- _STATED TASK_:
Reproduce every line of the entries below, from the one containing "point_to(query) returns one keypoint per instance of the long" through the one containing "x=945, y=542", inclusive, and nothing else. Keep each line as it is except for the x and y coordinates in the answers, which should each be shifted up by 89.

═══ INFORMATION SUPPLIED ═══

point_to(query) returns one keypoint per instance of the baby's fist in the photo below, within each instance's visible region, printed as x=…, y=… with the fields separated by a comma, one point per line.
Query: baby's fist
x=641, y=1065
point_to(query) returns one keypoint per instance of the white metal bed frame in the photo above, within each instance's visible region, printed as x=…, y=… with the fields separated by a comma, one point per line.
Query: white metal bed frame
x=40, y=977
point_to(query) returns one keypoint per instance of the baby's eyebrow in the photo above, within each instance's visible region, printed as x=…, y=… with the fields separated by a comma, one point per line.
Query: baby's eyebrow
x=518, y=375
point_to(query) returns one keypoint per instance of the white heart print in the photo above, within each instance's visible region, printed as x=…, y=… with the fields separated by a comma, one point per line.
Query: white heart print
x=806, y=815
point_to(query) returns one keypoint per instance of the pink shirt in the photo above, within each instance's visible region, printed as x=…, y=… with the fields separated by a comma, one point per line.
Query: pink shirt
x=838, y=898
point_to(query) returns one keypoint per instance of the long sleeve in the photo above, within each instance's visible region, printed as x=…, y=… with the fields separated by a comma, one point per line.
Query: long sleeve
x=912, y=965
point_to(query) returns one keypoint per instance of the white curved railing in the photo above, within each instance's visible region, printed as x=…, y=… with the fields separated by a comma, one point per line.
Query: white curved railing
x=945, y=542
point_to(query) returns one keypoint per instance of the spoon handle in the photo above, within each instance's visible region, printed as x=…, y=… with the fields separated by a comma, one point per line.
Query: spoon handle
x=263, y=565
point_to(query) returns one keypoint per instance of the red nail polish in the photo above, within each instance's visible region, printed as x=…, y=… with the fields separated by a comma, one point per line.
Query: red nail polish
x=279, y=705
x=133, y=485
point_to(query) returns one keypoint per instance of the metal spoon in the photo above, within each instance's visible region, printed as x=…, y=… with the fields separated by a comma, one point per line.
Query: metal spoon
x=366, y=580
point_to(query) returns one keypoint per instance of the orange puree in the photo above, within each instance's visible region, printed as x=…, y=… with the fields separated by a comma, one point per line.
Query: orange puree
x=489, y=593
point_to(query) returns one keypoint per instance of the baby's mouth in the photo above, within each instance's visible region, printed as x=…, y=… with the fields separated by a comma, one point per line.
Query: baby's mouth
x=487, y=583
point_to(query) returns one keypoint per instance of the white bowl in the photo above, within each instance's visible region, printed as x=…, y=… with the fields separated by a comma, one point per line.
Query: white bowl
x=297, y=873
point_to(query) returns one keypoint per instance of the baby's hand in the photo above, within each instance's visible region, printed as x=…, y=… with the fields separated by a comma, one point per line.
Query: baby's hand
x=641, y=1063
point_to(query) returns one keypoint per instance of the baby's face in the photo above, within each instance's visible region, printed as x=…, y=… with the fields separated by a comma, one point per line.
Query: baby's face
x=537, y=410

═══

- _OUTPUT FOR THIS EXERCISE_:
point_to(query) returns one keypoint per instance of the long sleeve in the photo above, within each instance's visible region, printed as x=…, y=… with the fields separated by a comma, one point per line.
Query: long sleeve
x=1001, y=1054
point_to(query) returns one keypoint per instance of the white curved railing in the photo above, within each instance's visible region, printed as x=…, y=… with the fields separated by a comma, one point per line.
Query: white curved railing
x=1034, y=631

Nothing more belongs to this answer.